▶ _Verilen alıntı_
____

MEMDUH ŞEVKET ESENDAL
1883 Çorlu doğumlu olan M.Ş. Esendal, Rumeli göçmeni çiftçi bir ailenin çocuğuydu. Osmanlı İmparatorluğunun savaşlarla geçen bu en çalkantılı ve yoksul döneminde eğitim görme fırsatı bulamadı. İleriki yıllarda milletvekili, büyükelçi, CHP genel sekreteri gibi mevkilerde göreceğimiz Esendal'ın, ilkokul diploması bile olmamıştı. 1906'da, o zamanlar gizli bir dernek olan "İttihat ve Terakki Cemiyeti'ne girdi. Balkan savaşı nedeniyle, Cemiyet tarafından parti müfettişi olarak Anadolu ve Rumeli'de görevlendirildi. Birinci Meclis, onu Azarbeycan'a elçi olarak yolladı(1920). Türkiye'ye döndükten sonra, eski İttihatçı arkadaşlarıyla birlikte "Meslek" adlı muhalif bir gazete çıkartan M.Ş.E., İzmir suikastı ile başlayan siyasi tasfiyeden en ucuz kurtulanlardandı. 1926'da İran'la başlayan yurtdışı görevi, Azerbeycan ve Sovyetler Birliği''nde elçi ve büyükelçi olarak 12 yıl devam etti. Bu yıllarda Farsça, Fransızca ve Rusça öğrenen Esendal, 1938 yılında döndüğü Türkiye'de yeniden milletvekili, 1942'de CHP genel sekreteri oldu. 1945'de kendi isteği ile siyasetten ayrıldı ve 1952'deki ölümüne dek edebiyatla uğraştı.
Ayaşlı'daki Ankara Görüntüleri
M.Ş.E.'nin en tanınmış eseri "Ayaşlı ve Kiracıları" adlı romanıdır. 1934 yılında yazılan bu roman, Cumhuriyet'in ilk yıllarında, başkent Ankara'dan insan manzaralarını sergiler. Ayaşlı İbrahim Efendi, dokuz odalı apartman dairesini pansiyon olarak işletmektedir. Ağa oğlu olan Ayaşlı, eşkiyalık da dahil bir çok işi denemiş, sonunda, geçimini kiraladığı bu apartman dairesinden temin etmek zorunda kalmıştır. Esendal, o yılların Ankara'sının toplumsal manzaralarını, insan tiplerini anlatmak için en uygun yol olarak bir pansiyonu kurgulamakta son derece başarılıdır. Böylelikle, toplumun birçok kesiminden insanın gelip geçtiği mekan, Anakara'nın bir simgesi olma görevini de yüklenir. Emekli memurlar, eski çiftlik sahipleri, iş adamı ve tüccarlar, bir bar kadını ve şöför kocası, kumar oynatan Turan Hanım ve evin değişen hizmetçileri, eve gelen konuklarla birleşince, -işçi sınıfı dışında- o yılların Ankara'sını oluşturan neredeyse bütün toplumsal yapı, devletle ve birbiri ile ilişkileri içinde anlatılmıştır bu romanda.

____

▶ _Yapılacak iş_
Esendal'ı anlatan metne göre Ayaşlı İbrahim Efendi'nin pansiyon olarak işlettiği apartman dairesi kaç odalıdır?

▶ _Verilen malzeme_
____

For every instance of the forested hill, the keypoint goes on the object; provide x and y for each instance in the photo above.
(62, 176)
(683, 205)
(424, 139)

____

▶ _Yazılı yanıt_
Dokuz odalıdır.